## start

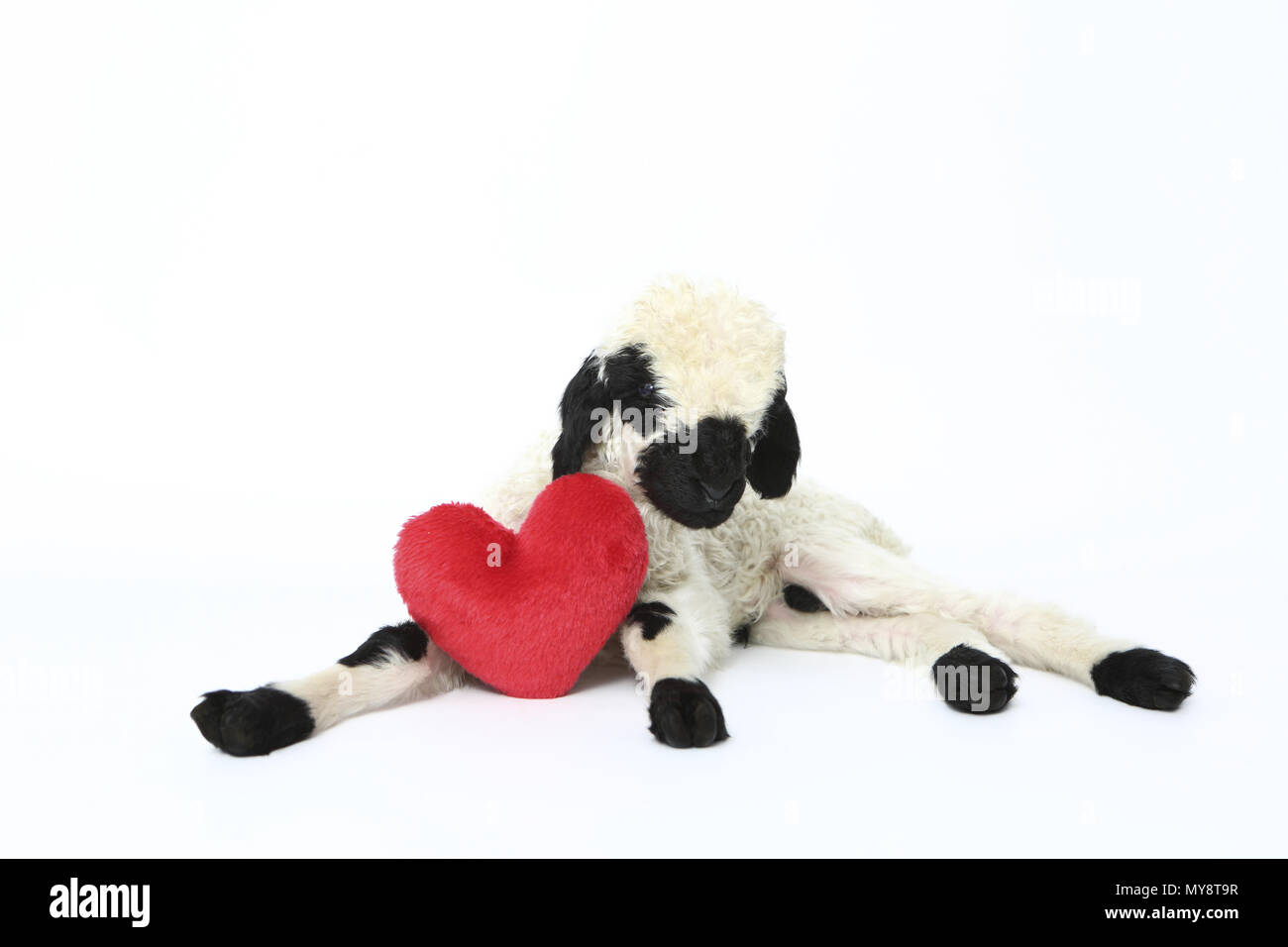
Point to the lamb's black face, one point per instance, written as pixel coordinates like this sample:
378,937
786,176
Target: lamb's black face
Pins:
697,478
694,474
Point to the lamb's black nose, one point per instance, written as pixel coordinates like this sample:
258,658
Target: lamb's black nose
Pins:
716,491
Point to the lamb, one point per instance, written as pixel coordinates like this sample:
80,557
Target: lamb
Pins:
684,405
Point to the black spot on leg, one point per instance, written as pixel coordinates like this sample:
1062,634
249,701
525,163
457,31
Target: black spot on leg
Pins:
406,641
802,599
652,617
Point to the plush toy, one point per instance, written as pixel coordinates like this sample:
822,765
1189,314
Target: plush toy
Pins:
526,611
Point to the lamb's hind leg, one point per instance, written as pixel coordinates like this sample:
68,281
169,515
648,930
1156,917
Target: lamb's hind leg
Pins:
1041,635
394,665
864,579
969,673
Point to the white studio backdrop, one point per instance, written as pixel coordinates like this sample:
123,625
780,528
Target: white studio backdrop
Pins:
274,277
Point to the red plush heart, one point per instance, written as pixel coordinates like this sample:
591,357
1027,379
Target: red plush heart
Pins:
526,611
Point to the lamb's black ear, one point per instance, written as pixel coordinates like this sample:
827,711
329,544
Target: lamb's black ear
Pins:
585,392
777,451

## end

## Work instructions
Your task is to return, exactly and on their own, the lines from the one containing "Point to the white" through the last line of the listing.

## Written answer
Point to the white studio backdrop, one point per instance, written as pixel coordinates like this sample:
123,625
780,528
Target: white studio backdrop
Pins:
274,277
Point to the red plush heart, one point per instance, written as pixel coordinates like this sample:
591,357
1027,379
Target: red plush heart
Pins:
526,611
Point to the lamb's black ear, one point per instance, written as pixel coordinates like this sample:
827,711
329,544
Target: lamb's black ear
Pins:
585,392
777,451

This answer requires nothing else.